__Exercise task__: Restate the passage of the article on Utah's affordable housing between "The new state" and "make such reforms.", inclusive, swapping "public transit" for "commuter rail".

__Article__:
# # # #
Utah is also one of several states in recent years, including Oregon, Massachusetts and California, to pass laws forcing or enticing cities to reform local zoning laws that make it difficult to build new multifamily housing developments.
More cities and states are recognizing that affordable housing availability “is a need and are responding,” Saadian said.
Utah is using the $55 million to create 1,078 affordable housing units — including about 650 that are “deeply affordable” — throughout the state, said Niederhauser. He explained that deeply affordable units are for those who earn about 30% to 40% below the median area income. An additional $15 million will buy out housing units that are aging out of the affordability requirements under certain programs such as the Low-Income Housing Tax Credit program, he said. The state announced this week the affordable housing projects that will receive funding, all of which will include support services for the low-income tenants that will be living in them, he added.
The funding is “a good start,” but the problem is “so severe that we need much more action,” said Saadian.
The new state law passed this year leverages state funding to prompt cities to reform their zoning requirements to allow some moderate-income housing and to encourage more housing near public transit, including some affordable units. That law has already prompted some local leaders to try and make such reforms.
“That’s a good bill,” said Niederhauser, adding that it’s not as aggressive as a similar one in California. “Cities now are required to engage in affordable housing, many of which have not been involved, and that is so important to not only deeply affordable housing, but just affordable housing in general, and that includes workforce housing.”
More is needed
Niederhauser said it is going to take time for projects allowed under the new zoning reform law to get developed. In the meantime, the state will continue pursuing deeply affordable projects to more immediately address the needs of housing insecure residents, he said.
Marybeth Shinn, a professor at Vanderbilt University focused on homelessness policies, said in an email that she fears the emphasis on moderate-income housing in the law will leave out the poorest residents in the state. And while the deeply affordable housing will target poorer households, the amount, she said, is “at best, a down payment towards Utah’s needs.”
# # # #
__Recorded data__:
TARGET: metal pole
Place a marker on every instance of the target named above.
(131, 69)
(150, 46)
# # # #
__The answer__:
The new state law passed this year leverages state funding to prompt cities to reform their zoning requirements to allow some moderate-income housing and to encourage more housing near commuter rail, including some affordable units. That law has already prompted some local leaders to try and make such reforms.